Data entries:

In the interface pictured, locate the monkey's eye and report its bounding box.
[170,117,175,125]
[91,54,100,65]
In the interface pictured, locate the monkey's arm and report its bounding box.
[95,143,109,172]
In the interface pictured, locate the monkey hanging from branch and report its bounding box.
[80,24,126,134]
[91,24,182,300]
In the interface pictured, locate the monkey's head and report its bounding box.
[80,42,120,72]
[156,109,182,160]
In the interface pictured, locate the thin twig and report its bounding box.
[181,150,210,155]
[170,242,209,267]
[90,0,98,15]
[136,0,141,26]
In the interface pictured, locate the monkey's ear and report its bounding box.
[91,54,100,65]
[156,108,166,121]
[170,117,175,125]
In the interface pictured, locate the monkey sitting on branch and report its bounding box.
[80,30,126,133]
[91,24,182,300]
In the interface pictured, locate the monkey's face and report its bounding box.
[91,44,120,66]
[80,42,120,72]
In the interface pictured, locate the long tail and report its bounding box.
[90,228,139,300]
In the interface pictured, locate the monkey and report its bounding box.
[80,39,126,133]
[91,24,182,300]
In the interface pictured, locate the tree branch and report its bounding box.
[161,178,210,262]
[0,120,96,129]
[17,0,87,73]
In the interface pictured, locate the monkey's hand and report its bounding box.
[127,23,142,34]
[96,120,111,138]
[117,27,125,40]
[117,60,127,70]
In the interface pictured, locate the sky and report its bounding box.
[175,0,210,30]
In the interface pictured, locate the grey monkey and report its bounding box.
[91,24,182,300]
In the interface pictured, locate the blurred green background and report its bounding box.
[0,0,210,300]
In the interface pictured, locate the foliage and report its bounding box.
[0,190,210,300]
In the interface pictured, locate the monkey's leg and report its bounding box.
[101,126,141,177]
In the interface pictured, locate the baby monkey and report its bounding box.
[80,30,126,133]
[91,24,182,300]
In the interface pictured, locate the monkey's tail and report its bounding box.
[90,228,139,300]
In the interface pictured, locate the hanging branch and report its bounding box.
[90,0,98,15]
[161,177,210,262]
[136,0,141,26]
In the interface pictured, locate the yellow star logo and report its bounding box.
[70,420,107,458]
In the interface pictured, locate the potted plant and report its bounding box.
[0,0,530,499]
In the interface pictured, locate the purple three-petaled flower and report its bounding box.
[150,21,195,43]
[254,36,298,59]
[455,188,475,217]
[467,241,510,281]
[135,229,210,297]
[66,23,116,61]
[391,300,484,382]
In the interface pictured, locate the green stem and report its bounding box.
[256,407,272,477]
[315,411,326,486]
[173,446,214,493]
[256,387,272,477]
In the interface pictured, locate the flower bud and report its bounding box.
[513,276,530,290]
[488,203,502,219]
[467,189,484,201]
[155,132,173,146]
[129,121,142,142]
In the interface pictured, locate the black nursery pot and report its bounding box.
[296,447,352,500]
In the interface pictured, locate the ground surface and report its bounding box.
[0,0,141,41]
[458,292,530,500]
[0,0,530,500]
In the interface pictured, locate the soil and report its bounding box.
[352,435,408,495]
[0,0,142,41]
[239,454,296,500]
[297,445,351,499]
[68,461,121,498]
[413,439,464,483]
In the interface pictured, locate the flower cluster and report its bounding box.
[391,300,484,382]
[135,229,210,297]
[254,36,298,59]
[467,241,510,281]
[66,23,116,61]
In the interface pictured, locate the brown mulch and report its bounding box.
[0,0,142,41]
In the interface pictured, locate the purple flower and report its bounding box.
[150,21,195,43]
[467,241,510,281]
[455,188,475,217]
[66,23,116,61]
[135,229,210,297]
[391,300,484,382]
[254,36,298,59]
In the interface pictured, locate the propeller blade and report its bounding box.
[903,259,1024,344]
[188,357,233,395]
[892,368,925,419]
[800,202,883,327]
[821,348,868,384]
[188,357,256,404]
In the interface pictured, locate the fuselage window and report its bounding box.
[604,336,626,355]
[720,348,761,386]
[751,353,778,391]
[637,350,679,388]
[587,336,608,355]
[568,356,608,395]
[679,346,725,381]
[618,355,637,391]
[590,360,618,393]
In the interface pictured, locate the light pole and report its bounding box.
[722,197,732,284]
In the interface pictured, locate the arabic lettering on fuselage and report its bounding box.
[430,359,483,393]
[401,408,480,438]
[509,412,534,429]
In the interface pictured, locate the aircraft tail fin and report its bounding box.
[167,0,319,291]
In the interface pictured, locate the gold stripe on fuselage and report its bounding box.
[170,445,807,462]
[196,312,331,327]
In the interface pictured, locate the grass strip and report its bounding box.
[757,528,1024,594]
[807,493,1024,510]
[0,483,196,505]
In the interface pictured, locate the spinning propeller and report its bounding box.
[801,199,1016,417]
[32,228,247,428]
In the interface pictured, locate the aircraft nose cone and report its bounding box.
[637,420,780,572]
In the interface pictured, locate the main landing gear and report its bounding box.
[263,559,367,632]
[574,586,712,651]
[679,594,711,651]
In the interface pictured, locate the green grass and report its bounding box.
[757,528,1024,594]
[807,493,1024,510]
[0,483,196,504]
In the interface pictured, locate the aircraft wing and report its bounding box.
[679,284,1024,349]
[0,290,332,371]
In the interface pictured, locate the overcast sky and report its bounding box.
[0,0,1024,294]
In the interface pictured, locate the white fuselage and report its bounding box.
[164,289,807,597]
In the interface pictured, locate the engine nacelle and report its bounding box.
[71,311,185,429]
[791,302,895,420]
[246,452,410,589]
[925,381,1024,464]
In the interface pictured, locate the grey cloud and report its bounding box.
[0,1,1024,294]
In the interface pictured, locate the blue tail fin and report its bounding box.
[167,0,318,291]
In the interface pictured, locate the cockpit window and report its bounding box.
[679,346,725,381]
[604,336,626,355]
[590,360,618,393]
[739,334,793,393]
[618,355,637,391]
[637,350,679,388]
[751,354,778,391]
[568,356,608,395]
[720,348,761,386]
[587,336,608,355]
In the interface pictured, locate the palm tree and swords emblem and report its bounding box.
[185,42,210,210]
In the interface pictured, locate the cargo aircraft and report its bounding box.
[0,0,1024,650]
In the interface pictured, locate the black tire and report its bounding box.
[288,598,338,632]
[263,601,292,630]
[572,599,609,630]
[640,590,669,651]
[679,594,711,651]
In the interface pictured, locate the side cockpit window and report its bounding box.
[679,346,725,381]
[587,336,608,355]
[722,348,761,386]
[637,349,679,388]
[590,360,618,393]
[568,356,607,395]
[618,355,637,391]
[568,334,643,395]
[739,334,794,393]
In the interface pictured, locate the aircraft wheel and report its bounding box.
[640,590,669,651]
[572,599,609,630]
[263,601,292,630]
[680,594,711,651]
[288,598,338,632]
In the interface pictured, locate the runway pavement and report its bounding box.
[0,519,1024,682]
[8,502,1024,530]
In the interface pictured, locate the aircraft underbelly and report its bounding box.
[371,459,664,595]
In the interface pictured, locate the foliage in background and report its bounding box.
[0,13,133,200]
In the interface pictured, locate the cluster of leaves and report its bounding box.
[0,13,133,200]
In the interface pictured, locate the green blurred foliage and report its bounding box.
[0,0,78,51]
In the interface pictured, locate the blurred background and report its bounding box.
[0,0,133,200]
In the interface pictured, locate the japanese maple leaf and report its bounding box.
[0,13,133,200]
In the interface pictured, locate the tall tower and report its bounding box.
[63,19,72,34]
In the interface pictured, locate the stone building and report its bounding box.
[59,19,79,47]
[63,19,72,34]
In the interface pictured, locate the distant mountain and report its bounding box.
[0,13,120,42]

GOAL — Copy out, character for character, every line from the one containing "In the interface pictured, locate the monkey's face" down to the one containing "[175,0,210,30]", both of those lines included.

WRITTEN REPLY —
In the interface pictured, locate the monkey's face and report its bounding box.
[91,44,120,66]
[80,42,120,72]
In the interface pictured, locate the long tail and report its bounding box.
[90,228,139,300]
In the interface pictured, locate the monkey and report its bounding box.
[80,39,126,133]
[91,24,182,300]
In the interface pictured, locate the tree branch and report its bounding box.
[161,178,210,262]
[0,120,96,129]
[17,0,87,73]
In the interface pictured, locate the monkey's hand and report its bounding box.
[127,23,142,34]
[96,120,111,138]
[117,27,125,40]
[117,60,127,70]
In the interface pictured, locate the sky and report its bounding box.
[175,0,210,30]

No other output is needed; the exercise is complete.